• The task: Somewhere below, one line contains "Q: Locate the tree" and a later line contains "Q: Locate the yellow". Output those two lines and everything between them exactly, and nothing else.
++++ Input material ++++
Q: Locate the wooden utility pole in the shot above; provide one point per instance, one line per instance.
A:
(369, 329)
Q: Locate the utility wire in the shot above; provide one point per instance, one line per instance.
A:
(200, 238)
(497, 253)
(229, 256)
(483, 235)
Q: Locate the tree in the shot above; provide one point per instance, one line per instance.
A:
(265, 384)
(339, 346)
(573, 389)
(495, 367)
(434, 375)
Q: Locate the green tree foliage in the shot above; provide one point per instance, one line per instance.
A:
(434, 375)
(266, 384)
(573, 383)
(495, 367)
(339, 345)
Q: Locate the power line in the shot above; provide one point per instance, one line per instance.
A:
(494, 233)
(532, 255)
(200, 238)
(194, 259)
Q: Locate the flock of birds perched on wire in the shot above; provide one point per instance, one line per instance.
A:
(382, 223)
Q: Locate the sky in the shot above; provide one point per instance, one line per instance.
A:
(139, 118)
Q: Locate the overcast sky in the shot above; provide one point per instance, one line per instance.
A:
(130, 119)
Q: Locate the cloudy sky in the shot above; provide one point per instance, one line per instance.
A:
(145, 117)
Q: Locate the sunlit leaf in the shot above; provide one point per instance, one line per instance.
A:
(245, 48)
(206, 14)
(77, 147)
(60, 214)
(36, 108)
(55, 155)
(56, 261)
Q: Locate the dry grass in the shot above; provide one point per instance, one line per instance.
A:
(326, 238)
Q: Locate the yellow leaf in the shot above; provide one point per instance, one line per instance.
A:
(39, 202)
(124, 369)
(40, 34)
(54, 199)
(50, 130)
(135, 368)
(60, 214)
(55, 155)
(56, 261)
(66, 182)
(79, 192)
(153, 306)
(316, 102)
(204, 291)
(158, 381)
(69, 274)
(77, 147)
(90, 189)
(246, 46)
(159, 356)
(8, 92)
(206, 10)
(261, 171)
++++
++++ Input material ++++
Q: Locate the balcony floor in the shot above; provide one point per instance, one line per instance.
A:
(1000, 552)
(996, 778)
++++
• Exercise response:
Q: Locate the tree in the shot above; provide one point per instance, one line per instance.
A:
(265, 384)
(339, 346)
(573, 389)
(495, 367)
(434, 375)
Q: Locate the green tree foliage in the shot above; provide one point per instance, one line per instance.
A:
(434, 375)
(266, 384)
(573, 383)
(495, 367)
(339, 345)
Q: Locate the power line in the shot above; provide one point per instance, one line per instance.
A:
(494, 233)
(532, 255)
(200, 238)
(194, 259)
Q: Locate the flock of birds perched on wire in the shot above; provide one point per instance, one line per instance.
A:
(382, 223)
Q: Locate the sky in the shot above; provide one point per instance, one line per instance.
A:
(139, 118)
Q: Locate the overcast sky in the shot above; provide one point per instance, one line per instance.
A:
(130, 119)
Q: Locate the cloudy sky in the shot above; provide one point per instance, one line per instance.
A:
(145, 117)
Q: Locate the sunlit leaf in the shot above; provide one point per instance, one line per instance.
A:
(245, 48)
(206, 14)
(77, 147)
(60, 214)
(36, 108)
(55, 155)
(56, 261)
Q: Locate the dry grass in the shot above; provide one point per instance, one line per instance.
A:
(326, 238)
Q: Locate the yellow leaf in the shot above; provide one point per instance, one line per instance.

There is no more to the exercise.